WORK REQUEST -> One part of the entries below is wanted: the lines from the one containing "Could you tag the pink sweatshirt" through the one containing "Sample output: point(336, 241)". Write those out exactly and nothing else.

Records from a data collection ->
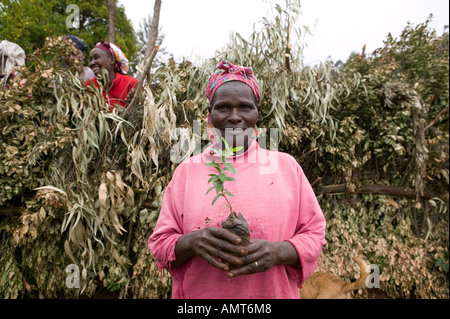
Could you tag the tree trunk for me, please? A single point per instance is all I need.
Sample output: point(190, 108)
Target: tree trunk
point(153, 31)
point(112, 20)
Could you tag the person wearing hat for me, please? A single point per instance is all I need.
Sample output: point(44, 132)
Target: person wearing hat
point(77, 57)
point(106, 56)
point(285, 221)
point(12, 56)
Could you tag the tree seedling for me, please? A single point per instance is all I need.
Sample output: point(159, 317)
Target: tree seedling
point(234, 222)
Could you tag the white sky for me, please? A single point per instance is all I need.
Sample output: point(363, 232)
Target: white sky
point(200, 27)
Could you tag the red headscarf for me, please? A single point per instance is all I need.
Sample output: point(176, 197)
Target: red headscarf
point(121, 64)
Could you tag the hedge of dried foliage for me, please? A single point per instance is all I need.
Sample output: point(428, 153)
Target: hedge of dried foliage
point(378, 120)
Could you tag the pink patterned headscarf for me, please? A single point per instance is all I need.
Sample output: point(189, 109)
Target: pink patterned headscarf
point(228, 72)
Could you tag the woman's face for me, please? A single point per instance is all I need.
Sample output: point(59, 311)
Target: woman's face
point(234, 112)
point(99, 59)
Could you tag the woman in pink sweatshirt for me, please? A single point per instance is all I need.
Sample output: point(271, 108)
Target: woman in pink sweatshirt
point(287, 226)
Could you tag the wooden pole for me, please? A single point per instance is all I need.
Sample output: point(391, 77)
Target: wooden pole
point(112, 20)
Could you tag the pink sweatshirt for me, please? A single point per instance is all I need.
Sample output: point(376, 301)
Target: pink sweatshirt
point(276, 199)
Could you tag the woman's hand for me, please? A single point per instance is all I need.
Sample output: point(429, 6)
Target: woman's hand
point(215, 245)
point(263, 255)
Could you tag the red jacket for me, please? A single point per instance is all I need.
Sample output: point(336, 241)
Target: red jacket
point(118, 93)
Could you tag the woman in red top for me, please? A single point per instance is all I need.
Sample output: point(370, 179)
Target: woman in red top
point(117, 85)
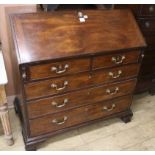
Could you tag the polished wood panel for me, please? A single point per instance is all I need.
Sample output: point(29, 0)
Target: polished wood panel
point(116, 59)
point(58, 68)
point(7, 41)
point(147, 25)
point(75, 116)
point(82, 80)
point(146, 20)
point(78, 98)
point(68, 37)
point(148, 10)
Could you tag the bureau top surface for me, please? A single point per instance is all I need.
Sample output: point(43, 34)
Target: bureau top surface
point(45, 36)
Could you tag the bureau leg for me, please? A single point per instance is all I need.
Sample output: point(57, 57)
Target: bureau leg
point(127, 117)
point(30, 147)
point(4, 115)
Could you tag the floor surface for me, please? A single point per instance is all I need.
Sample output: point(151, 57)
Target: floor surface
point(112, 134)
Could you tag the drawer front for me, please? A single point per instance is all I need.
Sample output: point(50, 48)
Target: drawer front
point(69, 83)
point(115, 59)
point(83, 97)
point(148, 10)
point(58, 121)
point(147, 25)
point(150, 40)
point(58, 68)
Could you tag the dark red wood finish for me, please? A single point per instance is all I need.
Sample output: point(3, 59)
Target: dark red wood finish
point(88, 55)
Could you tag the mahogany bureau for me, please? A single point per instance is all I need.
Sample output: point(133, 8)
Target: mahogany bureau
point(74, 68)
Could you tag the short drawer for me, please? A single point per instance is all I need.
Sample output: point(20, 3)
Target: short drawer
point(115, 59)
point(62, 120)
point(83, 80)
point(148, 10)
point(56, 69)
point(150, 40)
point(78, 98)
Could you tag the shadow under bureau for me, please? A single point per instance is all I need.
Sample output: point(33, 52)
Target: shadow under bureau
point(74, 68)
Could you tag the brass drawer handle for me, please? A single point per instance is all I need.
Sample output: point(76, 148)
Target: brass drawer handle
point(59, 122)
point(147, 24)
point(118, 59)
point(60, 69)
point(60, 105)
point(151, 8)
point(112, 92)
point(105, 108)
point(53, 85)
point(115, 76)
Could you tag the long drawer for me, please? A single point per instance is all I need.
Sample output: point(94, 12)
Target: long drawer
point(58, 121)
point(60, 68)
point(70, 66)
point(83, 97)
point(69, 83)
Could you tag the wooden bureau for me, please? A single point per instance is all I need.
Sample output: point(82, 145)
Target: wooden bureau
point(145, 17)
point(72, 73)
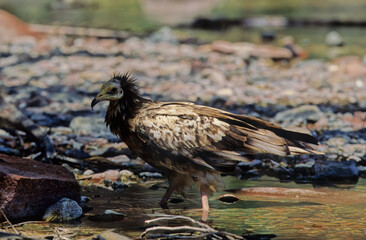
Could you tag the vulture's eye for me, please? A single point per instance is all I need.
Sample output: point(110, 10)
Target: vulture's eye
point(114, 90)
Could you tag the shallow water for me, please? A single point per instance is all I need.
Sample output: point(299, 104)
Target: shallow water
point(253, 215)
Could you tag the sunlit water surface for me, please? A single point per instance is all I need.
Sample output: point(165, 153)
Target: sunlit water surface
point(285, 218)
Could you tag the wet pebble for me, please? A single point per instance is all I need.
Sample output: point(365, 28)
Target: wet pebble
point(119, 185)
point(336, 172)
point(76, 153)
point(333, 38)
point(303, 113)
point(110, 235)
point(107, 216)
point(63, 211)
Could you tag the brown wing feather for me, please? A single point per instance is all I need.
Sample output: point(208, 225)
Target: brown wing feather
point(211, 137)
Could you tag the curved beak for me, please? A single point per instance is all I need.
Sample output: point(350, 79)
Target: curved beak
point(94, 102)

---

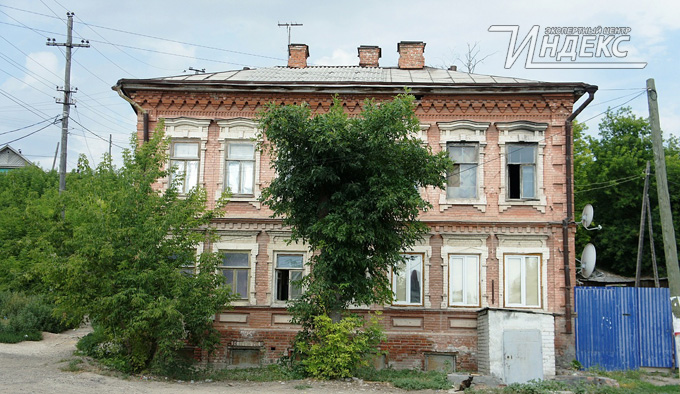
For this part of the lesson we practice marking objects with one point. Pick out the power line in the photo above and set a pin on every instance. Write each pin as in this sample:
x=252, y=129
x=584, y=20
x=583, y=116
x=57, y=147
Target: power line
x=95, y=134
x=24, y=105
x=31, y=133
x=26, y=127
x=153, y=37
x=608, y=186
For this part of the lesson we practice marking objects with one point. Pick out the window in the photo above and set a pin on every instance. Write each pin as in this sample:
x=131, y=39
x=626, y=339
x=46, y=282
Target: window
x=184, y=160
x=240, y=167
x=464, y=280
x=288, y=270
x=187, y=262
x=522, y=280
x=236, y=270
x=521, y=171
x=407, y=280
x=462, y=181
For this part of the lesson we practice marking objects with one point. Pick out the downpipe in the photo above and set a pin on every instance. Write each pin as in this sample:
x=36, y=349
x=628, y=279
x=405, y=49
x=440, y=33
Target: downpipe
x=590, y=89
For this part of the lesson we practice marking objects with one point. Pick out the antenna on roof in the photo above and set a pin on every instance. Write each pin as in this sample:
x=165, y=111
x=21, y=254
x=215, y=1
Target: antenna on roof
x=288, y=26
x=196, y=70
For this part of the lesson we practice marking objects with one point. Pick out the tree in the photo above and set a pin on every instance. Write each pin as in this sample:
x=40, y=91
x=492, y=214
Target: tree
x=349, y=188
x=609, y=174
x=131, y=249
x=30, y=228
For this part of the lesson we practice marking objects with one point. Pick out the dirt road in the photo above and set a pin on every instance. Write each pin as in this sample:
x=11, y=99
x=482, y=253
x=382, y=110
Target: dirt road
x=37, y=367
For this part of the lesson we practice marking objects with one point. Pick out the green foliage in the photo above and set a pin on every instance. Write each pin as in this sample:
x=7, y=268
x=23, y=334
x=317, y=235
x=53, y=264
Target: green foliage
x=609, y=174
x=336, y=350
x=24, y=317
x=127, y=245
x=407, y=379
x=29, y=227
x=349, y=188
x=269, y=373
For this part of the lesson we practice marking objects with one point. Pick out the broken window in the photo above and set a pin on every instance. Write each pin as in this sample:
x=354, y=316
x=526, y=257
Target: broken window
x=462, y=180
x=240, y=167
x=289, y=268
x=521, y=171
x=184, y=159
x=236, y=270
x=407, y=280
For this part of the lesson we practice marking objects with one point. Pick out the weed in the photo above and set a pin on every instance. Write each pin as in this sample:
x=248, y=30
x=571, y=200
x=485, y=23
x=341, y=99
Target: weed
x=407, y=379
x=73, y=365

RESPONSE TO THIS TASK ->
Could you tag the pink sweatshirt for me, please? A single point per instance is all I need.
Sample output: point(376, 301)
Target: pink sweatshirt
point(276, 199)
Could you tag the woman's hand for me, please? A single point per instance is all I need.
Sample output: point(429, 6)
Target: woman's hand
point(215, 245)
point(263, 255)
Could you tag the red jacket for me, please? A single point per instance is all I need.
Sample output: point(336, 241)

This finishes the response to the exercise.